## WHAT THE TASK REQUIRES
After reading the data below, copy out every line that contains the word "inside".

╔══

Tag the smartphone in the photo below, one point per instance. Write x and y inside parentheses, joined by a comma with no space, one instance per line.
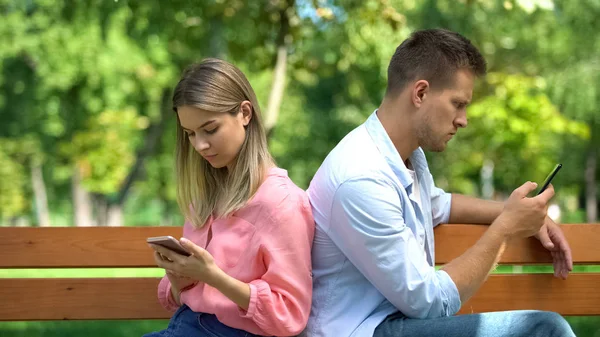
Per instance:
(549,178)
(169,242)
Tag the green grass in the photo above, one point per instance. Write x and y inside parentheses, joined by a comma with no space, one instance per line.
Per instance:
(81,328)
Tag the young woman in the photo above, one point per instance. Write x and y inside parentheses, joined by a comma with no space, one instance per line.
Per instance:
(248,227)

╚══

## RESPONSE
Tag the smartphone in the photo below, one point per instance. Write x and y inside parentheses, joined by a comma with no space, one instance per line.
Tag the green grass in the photo above, one point per instance. Write x and y inside parentheses, joined by a comma with no space, one instance per line.
Tag the young woman in the photo above, one point per instance. Write x and y inside parentheses, joined by a comma with no space, one instance per line.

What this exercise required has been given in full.